**Potongan Dokumen:**
^^^^^^^^^^^^^^^^

Muhammad Jihad Ihsan alias Abdullah Jhons alias Ihsan Abdullah (22) seorang pemuda yang tinggal di daerah Ngruki Sukoharjo meninggal dunia karena ditembak oleh polisi yang hendak menangkapnya terkait kasus penyerangan Wakapolres Karanganyar beberapa waktu yang lalu. Ia terpaksa ditembak karena menurut polisi melawan dengan senjata tajam ketika hendak ditangkap.
Mengutip dari laman ruangobrol.id (https://ruangobrol.id/2020/07/15/fenomena/kemis-ayah-terduga-teroris-mji-kami-ikhlas-menerima-ini/), Kepala Divisi Humas Polri, Irjen Pol Argo Yuwono melalui keterangan tertulis Divisi Humas Polri yang diterima ruangobrol.id, Minggu 12 Juli 2020, menyebutkan MJI ini ditangkap karena diduga terkait dengan insiden penyerangan Wakapolres Karanganyar Kompol Busroni oleh Karyono Widodo, mantan napi terorisme. Insiden itu terjadi Minggu 21 Juni 2020 sekira pukul 10.20 WIB di Pos Pendaikan Gunung Lawu, Tawangmangu, Kabupaten Karanganyar. Karyono sendiri tewas pada insiden itu.

^^^^^^^^^^^^^^^^

**Kumpulan Soal:**
A - Menurut potongan dokumen, kapan penyerangan terhadap Wakapolres Karanganyar Kompol Busroni terjadi?
B - Teruskan potongan dokumen tentang penembakan Muhammad Jihad Ihsan, dimulai setelah kalimat terakhirnya.

**Bahan yang Disediakan:**

^^^^^^^^^^^^^^^^

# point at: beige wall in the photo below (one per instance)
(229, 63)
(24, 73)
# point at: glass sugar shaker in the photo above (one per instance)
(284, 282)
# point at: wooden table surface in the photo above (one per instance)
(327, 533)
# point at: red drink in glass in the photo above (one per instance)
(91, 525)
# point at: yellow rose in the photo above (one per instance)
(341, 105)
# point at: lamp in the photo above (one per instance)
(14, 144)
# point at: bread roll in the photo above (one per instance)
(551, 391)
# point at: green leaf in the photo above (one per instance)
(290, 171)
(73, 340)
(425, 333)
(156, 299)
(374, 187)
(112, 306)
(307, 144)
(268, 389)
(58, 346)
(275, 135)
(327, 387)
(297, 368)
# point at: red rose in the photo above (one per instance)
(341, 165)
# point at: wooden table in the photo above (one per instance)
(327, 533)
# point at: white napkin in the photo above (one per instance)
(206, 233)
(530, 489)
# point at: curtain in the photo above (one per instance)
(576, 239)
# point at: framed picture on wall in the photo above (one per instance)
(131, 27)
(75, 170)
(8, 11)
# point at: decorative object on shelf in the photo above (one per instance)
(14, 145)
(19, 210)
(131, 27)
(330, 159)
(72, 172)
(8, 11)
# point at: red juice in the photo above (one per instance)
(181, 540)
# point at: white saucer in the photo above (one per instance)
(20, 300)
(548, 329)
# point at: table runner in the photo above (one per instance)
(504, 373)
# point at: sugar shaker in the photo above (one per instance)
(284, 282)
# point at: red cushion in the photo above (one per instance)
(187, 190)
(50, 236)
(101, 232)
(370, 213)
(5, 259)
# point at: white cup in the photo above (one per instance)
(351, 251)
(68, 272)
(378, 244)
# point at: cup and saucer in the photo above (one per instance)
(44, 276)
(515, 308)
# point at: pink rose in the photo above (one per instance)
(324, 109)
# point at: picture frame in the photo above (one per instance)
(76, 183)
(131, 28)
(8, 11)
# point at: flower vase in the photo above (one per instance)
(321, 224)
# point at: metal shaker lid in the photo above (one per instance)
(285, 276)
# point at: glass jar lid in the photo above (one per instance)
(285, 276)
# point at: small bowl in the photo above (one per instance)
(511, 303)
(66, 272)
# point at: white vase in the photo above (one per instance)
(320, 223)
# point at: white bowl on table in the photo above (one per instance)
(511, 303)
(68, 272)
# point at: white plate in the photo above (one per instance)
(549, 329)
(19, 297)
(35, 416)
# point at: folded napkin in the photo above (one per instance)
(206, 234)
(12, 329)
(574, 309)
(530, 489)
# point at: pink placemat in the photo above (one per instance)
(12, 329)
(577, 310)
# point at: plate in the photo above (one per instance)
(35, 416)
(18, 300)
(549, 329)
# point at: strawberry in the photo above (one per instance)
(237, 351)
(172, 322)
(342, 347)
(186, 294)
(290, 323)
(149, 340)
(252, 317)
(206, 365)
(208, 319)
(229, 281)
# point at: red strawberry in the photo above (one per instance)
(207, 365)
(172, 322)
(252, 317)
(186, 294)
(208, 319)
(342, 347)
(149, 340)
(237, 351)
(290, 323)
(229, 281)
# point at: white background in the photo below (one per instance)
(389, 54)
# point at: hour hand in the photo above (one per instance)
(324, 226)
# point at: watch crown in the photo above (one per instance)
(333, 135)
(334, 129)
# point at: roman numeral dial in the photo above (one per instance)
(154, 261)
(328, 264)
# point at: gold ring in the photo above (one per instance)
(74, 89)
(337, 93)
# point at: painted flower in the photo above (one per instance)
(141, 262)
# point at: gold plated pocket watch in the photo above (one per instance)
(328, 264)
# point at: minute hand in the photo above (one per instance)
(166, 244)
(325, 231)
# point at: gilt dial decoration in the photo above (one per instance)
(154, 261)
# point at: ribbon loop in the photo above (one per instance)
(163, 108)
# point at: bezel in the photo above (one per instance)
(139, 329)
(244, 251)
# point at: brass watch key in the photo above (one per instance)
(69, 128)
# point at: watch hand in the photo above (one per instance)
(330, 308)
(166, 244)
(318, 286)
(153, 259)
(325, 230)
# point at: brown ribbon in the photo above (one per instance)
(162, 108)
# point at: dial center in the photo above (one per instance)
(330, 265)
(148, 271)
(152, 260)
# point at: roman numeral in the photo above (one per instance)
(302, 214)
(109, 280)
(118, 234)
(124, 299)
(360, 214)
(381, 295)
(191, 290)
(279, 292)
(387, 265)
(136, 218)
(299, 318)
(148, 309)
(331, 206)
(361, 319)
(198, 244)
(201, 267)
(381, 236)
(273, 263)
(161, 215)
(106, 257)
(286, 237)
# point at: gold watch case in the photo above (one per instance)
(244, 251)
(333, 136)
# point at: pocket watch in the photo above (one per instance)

^^^^^^^^^^^^^^^^

**Jawaban yang Diberikan:**
A - Pada hari Minggu, 21 Juni 2020, sekitar pukul 10.20 WIB.

B -
“Pada saat dilakukan penangkapan, tersangka MJI alias Abdullah Jhons melakukan perlawanan dengan menyerang petugas menggunakan senjata tajam sehingga dilakukan tindakan tegas terukur,” tegas Argo.
Argo membeberkan, pasca peristiwa penyerangan terhadap Kompol Busroni itu pihak Densus 88 melakukan serangkaian penyelidikan. Ada 4 orang tersangka lain yang ditangkap, termasuk MJI.
Tiga tersangka lain kini ditahan untuk dilakukan proses lebih lanjut. Masing-masing; IS (47), ditangkap Rabu 24 Juni 2020 sekira pukul 08.00 di tempat tinggalnya di Kota Semarang. Kemudian tersangka W alias Hamzah alias Johan (23) warga Kelurahan Giriroto Kecamatan Ngemplak Kabupaten Boyolali Jawa Tengah. Tersangka ketiga adalah Y alias Yantuk alias Abu Hamizan (38) warga Kelurahan Sobokerto Kecamatan Ngemplak Kabupaten Boyolali.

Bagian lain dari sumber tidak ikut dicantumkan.